YOUR TASK:
Locate the line containing "Question. Spot each instance of the green corrugated" in the material below; repeat it and every line after it, exactly as written.

-- start DATASET RECORDS --

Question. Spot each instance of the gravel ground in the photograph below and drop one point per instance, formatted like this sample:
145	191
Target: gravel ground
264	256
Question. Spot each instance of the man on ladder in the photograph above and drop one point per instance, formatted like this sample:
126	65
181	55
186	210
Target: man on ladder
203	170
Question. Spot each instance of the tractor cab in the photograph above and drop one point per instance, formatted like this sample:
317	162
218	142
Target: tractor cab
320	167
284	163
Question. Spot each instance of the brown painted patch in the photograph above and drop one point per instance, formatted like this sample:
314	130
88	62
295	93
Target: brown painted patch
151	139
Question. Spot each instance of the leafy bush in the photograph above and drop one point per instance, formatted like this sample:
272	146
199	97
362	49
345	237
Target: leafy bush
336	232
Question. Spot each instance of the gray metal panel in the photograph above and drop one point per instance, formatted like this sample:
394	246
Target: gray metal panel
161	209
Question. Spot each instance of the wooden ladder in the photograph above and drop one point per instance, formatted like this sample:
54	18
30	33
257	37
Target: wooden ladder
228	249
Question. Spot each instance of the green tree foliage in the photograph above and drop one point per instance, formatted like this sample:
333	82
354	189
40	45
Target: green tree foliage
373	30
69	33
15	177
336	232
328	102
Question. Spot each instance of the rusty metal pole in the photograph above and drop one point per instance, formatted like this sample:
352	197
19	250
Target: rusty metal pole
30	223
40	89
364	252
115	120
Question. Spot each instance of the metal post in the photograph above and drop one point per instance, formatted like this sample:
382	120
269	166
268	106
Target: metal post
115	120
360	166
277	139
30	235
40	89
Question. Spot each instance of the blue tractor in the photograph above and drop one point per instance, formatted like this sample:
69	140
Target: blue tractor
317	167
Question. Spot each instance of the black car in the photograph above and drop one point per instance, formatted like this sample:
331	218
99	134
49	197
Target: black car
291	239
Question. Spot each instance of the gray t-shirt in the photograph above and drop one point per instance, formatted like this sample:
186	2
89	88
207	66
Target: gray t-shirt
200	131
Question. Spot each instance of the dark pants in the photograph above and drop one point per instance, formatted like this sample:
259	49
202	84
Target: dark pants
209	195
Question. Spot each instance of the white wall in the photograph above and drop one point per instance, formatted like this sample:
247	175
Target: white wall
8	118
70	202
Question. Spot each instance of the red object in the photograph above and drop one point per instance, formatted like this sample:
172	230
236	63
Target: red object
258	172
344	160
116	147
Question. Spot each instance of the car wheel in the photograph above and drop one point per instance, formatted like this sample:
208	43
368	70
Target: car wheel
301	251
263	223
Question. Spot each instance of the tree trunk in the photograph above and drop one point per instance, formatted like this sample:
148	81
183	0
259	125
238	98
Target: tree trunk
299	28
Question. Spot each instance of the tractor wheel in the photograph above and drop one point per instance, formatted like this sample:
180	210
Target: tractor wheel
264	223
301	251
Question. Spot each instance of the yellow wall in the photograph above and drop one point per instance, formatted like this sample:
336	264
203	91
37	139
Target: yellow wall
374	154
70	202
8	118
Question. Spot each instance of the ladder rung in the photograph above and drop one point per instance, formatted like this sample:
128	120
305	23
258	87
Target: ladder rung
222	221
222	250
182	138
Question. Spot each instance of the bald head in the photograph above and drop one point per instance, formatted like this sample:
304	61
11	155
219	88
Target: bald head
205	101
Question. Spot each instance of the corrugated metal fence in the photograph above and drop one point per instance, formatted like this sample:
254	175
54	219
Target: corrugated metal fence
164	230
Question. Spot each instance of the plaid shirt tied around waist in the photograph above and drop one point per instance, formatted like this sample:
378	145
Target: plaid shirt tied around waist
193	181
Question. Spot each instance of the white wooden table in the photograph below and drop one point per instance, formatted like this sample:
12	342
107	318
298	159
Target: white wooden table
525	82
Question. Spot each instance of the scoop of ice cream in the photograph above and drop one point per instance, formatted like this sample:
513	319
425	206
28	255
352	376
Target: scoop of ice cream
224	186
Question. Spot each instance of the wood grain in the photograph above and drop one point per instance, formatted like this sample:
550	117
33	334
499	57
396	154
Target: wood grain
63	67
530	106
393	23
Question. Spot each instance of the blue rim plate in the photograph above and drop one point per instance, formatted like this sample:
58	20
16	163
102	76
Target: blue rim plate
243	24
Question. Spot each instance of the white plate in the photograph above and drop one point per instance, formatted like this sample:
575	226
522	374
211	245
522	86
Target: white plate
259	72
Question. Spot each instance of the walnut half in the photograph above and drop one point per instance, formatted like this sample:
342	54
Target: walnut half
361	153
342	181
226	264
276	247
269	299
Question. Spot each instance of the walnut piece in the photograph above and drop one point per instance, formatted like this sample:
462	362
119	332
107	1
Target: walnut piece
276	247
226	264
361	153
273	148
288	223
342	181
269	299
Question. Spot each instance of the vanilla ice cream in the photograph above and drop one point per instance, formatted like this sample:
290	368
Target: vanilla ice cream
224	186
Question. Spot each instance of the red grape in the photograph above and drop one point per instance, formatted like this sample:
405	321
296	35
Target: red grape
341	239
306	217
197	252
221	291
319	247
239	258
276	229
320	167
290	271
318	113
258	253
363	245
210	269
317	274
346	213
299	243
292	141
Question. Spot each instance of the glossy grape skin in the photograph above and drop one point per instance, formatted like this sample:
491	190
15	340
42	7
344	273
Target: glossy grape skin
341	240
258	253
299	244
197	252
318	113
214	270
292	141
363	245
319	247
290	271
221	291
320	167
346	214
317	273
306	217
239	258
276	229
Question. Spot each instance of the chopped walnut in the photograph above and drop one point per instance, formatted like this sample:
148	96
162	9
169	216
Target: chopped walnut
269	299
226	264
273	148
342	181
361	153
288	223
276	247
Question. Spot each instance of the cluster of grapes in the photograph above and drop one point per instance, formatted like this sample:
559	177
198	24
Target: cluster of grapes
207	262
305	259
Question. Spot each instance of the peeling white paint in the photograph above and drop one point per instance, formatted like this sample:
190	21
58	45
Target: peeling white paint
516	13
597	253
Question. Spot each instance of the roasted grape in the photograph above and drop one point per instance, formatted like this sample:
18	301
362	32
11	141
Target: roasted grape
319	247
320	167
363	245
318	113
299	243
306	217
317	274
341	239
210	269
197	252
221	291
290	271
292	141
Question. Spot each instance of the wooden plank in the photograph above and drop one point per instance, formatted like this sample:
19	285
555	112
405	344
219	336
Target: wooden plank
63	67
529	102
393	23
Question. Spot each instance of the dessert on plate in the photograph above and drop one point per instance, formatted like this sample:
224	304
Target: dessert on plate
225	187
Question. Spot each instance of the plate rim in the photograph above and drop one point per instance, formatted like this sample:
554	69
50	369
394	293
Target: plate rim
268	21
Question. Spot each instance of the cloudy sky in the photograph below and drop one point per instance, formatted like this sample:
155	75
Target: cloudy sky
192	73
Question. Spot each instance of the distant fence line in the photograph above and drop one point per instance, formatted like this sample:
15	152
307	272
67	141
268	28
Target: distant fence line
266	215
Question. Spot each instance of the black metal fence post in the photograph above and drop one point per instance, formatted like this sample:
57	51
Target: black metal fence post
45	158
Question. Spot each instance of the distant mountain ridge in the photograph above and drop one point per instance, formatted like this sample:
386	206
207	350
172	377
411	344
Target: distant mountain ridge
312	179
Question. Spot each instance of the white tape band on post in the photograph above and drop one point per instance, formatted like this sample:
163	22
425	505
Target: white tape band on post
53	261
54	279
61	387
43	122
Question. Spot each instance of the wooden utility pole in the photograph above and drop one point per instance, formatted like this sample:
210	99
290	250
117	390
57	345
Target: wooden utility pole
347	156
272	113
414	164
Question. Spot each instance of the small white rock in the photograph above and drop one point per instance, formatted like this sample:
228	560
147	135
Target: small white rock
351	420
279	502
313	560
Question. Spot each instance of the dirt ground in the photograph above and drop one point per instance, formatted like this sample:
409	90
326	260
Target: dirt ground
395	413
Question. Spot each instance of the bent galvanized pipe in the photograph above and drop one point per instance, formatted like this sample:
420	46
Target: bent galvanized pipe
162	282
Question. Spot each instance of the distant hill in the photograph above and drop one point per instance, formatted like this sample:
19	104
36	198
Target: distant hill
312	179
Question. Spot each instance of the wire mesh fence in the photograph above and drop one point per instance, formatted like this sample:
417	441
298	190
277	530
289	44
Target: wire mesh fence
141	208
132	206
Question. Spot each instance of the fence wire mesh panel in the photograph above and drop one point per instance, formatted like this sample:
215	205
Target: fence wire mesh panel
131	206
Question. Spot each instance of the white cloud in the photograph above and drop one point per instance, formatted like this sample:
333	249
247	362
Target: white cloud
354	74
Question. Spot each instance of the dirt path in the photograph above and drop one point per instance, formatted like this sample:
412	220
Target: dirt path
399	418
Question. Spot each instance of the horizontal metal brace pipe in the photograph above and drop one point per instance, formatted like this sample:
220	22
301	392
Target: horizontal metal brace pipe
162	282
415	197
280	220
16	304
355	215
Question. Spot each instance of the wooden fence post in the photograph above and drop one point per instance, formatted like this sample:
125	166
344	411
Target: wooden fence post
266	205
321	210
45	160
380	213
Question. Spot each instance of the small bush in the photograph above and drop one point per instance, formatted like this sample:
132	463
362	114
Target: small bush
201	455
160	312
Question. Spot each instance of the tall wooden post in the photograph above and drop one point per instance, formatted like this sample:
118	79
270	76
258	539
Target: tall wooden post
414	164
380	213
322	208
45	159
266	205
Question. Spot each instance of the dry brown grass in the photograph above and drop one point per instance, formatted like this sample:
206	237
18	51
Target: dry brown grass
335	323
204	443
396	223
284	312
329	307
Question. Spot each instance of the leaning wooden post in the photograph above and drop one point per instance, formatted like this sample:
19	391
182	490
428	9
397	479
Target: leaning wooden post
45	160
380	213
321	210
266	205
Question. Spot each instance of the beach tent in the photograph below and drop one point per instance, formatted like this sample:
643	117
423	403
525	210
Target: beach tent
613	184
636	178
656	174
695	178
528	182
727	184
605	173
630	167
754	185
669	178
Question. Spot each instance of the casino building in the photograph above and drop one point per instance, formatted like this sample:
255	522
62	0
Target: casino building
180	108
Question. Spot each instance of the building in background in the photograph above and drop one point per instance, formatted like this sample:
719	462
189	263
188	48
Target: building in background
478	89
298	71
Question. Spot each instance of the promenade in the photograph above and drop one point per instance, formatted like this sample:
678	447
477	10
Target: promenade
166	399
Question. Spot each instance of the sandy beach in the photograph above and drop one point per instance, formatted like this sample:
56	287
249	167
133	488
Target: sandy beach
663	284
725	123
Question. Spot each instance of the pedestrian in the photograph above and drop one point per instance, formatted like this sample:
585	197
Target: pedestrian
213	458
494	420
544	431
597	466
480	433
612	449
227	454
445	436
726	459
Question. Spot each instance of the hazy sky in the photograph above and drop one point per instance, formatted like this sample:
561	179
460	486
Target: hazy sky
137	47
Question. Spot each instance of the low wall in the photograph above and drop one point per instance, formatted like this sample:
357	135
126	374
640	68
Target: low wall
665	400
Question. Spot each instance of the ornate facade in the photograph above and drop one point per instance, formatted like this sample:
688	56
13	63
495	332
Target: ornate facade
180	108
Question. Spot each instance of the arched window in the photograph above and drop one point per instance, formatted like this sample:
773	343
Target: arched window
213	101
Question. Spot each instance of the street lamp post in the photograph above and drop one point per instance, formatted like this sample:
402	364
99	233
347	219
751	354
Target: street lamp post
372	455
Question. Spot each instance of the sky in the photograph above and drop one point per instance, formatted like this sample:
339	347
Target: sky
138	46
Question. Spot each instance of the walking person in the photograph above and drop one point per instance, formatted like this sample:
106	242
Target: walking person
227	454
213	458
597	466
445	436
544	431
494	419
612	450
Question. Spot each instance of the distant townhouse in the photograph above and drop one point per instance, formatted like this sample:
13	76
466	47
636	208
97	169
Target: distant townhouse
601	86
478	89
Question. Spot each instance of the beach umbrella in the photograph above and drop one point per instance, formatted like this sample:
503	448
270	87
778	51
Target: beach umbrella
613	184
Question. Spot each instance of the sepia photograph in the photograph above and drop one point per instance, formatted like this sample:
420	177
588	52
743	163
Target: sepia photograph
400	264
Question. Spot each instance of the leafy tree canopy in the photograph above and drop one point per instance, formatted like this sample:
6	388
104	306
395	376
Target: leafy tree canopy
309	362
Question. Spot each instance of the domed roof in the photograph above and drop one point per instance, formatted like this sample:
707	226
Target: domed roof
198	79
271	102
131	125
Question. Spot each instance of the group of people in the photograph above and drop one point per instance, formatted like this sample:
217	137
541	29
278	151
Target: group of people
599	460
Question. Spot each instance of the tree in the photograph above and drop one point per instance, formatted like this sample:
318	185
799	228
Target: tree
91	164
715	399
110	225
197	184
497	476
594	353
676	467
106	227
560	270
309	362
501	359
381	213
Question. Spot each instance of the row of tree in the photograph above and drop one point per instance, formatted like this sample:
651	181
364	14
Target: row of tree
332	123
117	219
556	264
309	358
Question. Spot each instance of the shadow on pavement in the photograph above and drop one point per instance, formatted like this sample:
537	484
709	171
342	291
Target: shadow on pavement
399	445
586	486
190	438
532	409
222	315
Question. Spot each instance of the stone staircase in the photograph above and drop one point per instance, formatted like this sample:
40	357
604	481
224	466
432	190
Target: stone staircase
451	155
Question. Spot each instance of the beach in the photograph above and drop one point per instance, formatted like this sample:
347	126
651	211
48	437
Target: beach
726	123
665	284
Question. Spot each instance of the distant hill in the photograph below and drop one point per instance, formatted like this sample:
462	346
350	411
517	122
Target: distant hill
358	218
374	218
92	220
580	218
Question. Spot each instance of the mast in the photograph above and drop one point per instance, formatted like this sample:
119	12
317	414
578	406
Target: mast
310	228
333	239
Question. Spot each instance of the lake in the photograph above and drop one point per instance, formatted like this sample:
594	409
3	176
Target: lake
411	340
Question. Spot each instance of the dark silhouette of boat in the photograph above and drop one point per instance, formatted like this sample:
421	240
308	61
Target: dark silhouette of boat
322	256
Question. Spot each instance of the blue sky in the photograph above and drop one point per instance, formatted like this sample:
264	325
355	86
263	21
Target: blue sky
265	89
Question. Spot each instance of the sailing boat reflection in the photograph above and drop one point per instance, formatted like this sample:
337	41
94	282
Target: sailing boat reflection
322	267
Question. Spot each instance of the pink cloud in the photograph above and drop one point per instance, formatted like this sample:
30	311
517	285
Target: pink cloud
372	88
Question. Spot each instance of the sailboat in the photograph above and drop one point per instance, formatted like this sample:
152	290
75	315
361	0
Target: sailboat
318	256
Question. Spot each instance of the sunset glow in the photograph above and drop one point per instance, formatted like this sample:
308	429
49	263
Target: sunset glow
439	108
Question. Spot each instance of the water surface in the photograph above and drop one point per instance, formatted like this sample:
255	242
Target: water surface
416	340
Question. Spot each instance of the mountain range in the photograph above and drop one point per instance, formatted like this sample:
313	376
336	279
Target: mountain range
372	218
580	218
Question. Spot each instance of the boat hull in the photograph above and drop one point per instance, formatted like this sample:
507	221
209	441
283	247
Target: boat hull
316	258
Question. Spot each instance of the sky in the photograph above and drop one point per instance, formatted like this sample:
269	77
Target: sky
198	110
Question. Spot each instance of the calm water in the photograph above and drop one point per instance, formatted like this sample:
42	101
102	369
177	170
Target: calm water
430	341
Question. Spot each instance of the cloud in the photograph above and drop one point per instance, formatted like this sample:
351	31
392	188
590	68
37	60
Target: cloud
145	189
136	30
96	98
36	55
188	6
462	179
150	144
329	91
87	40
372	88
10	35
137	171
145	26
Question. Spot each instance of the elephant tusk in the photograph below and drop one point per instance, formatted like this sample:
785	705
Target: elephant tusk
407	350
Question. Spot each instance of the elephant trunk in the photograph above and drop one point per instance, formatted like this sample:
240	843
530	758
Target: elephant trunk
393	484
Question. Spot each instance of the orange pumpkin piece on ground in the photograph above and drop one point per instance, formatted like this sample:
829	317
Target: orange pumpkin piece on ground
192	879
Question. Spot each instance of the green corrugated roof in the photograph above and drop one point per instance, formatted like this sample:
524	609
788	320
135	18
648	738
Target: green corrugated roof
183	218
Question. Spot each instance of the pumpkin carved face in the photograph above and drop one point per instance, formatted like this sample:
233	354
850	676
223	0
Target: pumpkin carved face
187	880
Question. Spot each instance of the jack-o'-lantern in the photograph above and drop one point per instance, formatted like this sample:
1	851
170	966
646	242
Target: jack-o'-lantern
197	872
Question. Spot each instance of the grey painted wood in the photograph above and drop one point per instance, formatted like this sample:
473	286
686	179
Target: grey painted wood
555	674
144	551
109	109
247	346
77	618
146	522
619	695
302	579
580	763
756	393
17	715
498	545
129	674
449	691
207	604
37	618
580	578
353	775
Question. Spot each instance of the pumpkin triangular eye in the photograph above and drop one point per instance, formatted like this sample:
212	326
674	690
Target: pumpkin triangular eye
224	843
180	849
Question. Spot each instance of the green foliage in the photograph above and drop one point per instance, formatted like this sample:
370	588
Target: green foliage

-- end DATASET RECORDS --

EXERCISE RESULT:
Question. Spot each instance of the green corrugated roof in the photograph above and drop one point per instance, formatted like this sample:
524	609
788	320
135	18
648	738
Target: green corrugated roof
183	218
Question. Spot each instance of the pumpkin carved face in the photograph above and drop one point per instance, formatted like this sample:
233	354
850	676
223	0
Target: pumpkin carved face
187	880
Question. Spot each instance of the jack-o'-lantern in the photograph above and drop one point per instance, formatted like this sample:
1	851
170	966
646	242
Target: jack-o'-lantern
197	872
Question. Spot each instance of the grey painted wood in the photograph above and drop one point per instance, formatted like this sample:
473	286
686	179
Target: grey painted wood
555	674
144	551
109	109
247	346
77	618
146	522
619	695
302	579
580	763
756	393
17	715
498	545
129	674
449	691
207	604
37	618
580	578
353	775
Question. Spot each instance of the pumpkin triangular eye in the photograph above and drop one point per instance, formatted like this sample:
212	326
674	690
Target: pumpkin triangular eye
224	843
180	849
Question. Spot each instance of the green foliage in the photograph above and drop one point per instance, formatted like this sample:
370	588
Target: green foliage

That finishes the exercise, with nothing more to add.